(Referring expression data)
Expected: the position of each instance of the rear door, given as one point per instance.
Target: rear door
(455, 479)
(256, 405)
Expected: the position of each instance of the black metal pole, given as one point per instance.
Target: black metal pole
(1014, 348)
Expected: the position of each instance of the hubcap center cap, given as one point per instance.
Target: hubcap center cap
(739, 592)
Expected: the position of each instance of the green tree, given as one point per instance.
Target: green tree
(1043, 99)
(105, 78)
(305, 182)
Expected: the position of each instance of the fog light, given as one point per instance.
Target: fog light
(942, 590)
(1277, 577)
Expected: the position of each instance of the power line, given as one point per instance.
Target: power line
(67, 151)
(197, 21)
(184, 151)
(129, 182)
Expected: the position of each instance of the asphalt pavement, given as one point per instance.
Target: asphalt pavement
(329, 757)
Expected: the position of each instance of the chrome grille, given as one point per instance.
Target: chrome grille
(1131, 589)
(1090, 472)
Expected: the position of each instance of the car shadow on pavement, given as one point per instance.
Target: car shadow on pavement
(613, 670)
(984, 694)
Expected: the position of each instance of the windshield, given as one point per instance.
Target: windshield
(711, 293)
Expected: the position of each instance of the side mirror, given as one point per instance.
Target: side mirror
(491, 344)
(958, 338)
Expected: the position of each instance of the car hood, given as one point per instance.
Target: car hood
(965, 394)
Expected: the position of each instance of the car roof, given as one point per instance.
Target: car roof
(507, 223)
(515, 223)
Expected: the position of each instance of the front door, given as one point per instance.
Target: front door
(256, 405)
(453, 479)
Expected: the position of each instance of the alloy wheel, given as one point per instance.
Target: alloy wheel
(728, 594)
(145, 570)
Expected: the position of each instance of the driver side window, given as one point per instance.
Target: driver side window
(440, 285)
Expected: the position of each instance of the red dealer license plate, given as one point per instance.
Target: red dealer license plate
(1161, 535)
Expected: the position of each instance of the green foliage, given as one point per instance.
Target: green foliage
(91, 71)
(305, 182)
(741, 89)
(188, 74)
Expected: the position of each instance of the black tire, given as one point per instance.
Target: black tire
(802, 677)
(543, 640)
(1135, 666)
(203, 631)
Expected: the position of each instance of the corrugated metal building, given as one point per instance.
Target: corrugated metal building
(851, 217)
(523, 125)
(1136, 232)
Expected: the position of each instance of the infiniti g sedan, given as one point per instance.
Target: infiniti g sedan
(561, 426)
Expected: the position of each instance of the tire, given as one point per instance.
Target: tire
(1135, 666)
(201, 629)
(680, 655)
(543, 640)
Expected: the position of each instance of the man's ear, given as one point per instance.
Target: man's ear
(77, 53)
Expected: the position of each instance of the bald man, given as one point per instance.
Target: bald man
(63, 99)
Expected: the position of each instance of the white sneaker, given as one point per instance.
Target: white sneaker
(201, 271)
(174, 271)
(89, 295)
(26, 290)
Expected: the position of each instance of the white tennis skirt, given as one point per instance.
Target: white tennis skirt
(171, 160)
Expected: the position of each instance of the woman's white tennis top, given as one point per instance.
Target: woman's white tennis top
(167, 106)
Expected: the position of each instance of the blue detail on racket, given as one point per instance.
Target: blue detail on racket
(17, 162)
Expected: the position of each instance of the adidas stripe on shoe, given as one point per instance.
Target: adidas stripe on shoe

• YOUR OBJECTIVE:
A verbatim copy of all the entries above is requested.

• TASK RESPONSE:
Expected: the position of each instance of the rear door, given as one point per instance.
Target: rear door
(455, 479)
(256, 405)
Expected: the position of each instance of the black metal pole, given as one point per instance.
Target: black metal pole
(1014, 348)
Expected: the position of each instance of the hubcap center cap, given as one point per instance.
Target: hubcap center cap
(739, 592)
Expected: the position of each instance of the green tree, given as one point per instance.
Target: green tree
(1043, 99)
(105, 78)
(305, 182)
Expected: the position of each instance of the fog light, given as one point per instance.
Target: fog light
(942, 590)
(1277, 577)
Expected: the position of each instance of the power line, given as one point per instance.
Target: power line
(67, 151)
(197, 21)
(184, 151)
(129, 182)
Expected: the position of each instance of the asphalt pavement, given as one point per instance.
Target: asphalt pavement
(329, 757)
Expected: the position of each instance of the chrome grille, given as one point per instance.
Target: chrome grille
(1131, 589)
(1090, 472)
Expected: the position of each instance of the car shadow on pavement, given as one point per instance.
Target: car shadow on pavement
(613, 670)
(984, 694)
Expected: the position of each instance of the windshield, given as one point per instance.
Target: windshield
(711, 293)
Expected: the position of each instance of the side mirror, given as one point per instance.
Target: side mirror
(491, 344)
(958, 338)
Expected: the position of each instance of the car hood, given as one point per instance.
Target: car hood
(965, 394)
Expected: the position of each instance of the car roof, given as one point per instance.
Target: car roof
(507, 223)
(515, 223)
Expected: the position of each instance of the front door, given as one point per instance.
Target: front door
(256, 405)
(453, 479)
Expected: the position of each instance of the alloy wheel, given as one point per instance.
Target: alloy wheel
(728, 594)
(145, 570)
Expected: the position of each instance of the driver side window, given as one point per instance.
Target: driver side window
(440, 285)
Expected: the position of each instance of the red dealer license plate, given as one point per instance.
Target: red dealer license plate
(1161, 535)
Expected: the position of each instance of the green foliage, given as one point per instance.
Target: green foliage
(91, 71)
(305, 182)
(741, 89)
(188, 74)
Expected: the position of each instance of the black tire, given as one point per instance.
Target: black tire
(802, 677)
(543, 640)
(1135, 666)
(203, 631)
Expected: the position of each instance of the corrugated metal building, given as one point per instance.
Target: corrugated metal building
(851, 217)
(523, 125)
(1136, 232)
Expected: the position of each instance of the infiniti g sedan, given as one point per instance.
Target: infiniti g sedan
(561, 426)
Expected: the position of each instance of the tire, given as one point per instance.
Target: tire
(1135, 666)
(201, 629)
(680, 655)
(543, 640)
Expected: the position of each instance of the man's ear, given as one point per instance.
Target: man's ear
(77, 53)
Expected: the position of each instance of the bald man, given as one point per instance.
Target: bald man
(63, 99)
Expected: the position of each instance of the white sneaker, given as one point per instance.
Target: white sneaker
(201, 271)
(174, 271)
(89, 295)
(26, 290)
Expected: the position of each instance of the white tennis skirt, given as one point per instance.
Target: white tennis skirt
(171, 160)
Expected: the position of each instance of the woman's white tennis top, given as one point per instance.
Target: woman's white tennis top
(167, 106)
Expected: the position of each instance of the blue detail on racket, given as one point per instance.
Target: blue detail on racket
(17, 162)
Expected: the position of each instance of the adidas stripe on shoe, given as one point per instance.
Target: adidas stripe on shoe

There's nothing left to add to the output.